• [EXERCISE] In the records below, work out how many lines hold the word "side". Report the number alone.

• [AVAILABLE RECORDS]
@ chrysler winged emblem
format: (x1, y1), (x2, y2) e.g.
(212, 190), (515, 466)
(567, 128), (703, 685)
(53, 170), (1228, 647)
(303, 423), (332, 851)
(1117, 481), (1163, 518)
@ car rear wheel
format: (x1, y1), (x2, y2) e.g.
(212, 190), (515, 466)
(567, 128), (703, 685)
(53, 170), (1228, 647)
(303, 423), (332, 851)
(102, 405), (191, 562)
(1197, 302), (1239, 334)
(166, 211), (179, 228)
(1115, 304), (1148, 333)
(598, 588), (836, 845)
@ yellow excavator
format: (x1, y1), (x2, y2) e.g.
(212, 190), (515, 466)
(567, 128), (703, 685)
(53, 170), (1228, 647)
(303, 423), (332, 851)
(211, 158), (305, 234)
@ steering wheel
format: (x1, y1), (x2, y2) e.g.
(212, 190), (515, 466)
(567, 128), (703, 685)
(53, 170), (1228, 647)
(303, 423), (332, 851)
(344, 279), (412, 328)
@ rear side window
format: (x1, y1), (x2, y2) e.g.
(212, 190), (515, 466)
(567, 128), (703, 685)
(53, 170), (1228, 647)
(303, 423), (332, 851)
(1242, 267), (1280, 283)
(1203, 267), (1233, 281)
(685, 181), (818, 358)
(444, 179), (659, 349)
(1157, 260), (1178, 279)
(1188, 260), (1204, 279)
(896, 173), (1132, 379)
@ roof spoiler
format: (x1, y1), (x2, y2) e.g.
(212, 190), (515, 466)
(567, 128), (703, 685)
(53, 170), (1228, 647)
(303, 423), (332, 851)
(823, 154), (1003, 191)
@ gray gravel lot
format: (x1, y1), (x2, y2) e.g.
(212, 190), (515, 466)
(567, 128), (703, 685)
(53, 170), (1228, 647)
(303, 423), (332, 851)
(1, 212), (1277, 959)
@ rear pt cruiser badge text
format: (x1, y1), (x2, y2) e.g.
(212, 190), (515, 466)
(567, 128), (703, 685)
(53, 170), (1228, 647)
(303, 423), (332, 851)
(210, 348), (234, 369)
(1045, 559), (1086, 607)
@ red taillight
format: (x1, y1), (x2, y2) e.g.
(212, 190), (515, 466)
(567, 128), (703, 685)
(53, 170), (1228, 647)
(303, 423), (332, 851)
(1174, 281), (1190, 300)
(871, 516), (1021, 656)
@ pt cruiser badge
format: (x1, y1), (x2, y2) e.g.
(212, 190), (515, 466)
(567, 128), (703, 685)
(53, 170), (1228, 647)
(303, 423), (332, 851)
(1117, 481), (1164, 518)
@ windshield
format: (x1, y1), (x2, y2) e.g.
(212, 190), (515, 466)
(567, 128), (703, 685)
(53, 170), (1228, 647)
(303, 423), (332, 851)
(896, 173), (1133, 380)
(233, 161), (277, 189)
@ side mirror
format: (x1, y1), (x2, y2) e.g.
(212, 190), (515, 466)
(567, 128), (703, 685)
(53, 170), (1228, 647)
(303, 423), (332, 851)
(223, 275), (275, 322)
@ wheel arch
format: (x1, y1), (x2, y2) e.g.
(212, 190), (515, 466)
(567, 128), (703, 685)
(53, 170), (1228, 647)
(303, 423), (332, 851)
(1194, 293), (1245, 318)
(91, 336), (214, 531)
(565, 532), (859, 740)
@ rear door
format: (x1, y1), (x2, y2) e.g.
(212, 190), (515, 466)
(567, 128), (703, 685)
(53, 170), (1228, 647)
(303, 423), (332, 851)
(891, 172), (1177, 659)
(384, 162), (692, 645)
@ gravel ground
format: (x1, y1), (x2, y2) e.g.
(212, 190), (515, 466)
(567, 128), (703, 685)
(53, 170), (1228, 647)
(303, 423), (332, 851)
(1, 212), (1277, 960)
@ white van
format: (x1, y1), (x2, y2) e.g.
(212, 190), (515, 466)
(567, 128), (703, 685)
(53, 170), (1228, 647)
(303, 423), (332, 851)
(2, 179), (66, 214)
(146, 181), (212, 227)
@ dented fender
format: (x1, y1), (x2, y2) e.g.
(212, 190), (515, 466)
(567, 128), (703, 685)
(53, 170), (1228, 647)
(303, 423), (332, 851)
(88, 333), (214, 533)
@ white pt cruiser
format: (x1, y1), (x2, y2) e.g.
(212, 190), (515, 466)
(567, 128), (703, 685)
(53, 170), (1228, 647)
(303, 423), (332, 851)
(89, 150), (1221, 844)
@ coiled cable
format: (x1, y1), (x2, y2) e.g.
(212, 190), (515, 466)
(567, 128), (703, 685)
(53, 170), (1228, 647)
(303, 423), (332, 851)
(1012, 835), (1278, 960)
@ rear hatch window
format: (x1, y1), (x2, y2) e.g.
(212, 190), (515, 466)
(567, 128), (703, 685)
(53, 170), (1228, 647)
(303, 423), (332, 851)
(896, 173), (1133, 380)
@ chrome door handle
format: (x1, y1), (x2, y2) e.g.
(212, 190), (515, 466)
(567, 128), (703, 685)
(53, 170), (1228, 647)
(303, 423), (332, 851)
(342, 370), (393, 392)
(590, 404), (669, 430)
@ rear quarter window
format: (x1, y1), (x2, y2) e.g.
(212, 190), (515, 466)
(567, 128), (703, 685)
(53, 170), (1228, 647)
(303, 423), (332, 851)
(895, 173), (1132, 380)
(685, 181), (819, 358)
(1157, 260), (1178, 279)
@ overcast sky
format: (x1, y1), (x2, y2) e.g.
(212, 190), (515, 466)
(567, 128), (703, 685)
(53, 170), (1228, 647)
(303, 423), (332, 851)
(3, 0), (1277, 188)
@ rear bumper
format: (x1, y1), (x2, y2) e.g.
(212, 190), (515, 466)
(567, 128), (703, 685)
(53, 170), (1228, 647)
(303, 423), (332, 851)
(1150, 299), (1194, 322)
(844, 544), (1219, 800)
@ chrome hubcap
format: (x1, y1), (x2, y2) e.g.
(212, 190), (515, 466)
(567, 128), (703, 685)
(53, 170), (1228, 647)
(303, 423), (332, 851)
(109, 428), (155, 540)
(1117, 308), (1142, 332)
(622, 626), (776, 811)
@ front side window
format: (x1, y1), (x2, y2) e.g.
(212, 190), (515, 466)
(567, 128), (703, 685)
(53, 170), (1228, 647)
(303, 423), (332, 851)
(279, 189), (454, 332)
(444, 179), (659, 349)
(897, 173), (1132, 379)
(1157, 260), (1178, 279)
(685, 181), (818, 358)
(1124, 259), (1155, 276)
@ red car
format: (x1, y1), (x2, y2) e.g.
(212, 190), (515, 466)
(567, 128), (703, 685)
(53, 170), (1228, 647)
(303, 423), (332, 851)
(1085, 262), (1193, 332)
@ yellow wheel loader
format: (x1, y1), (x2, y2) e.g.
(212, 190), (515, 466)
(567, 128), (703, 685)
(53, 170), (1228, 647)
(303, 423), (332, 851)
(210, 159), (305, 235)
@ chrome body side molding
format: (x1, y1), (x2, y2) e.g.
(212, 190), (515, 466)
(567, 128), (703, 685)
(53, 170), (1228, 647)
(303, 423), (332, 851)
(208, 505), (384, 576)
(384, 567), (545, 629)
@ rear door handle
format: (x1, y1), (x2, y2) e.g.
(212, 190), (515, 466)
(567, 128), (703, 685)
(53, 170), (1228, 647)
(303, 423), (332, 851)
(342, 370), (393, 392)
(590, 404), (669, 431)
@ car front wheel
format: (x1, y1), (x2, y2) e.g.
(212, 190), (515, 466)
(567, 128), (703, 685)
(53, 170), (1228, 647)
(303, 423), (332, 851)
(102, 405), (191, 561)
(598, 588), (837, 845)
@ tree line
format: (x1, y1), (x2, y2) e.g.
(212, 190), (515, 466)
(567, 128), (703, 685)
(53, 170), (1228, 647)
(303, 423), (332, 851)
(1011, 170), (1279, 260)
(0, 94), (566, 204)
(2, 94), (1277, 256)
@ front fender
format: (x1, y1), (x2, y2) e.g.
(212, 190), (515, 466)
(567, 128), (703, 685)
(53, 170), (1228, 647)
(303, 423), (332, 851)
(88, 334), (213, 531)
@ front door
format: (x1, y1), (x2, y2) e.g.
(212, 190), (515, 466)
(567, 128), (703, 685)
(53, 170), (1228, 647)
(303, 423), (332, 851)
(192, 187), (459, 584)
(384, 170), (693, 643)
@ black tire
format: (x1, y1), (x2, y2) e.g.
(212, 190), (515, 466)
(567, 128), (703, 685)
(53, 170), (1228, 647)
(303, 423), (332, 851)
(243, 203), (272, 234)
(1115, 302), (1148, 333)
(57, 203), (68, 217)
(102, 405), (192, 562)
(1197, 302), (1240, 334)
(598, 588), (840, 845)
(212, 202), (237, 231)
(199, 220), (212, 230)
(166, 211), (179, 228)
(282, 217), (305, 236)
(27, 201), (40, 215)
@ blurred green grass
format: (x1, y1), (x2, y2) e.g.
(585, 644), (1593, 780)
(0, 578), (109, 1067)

• [FINAL ANSWER] 4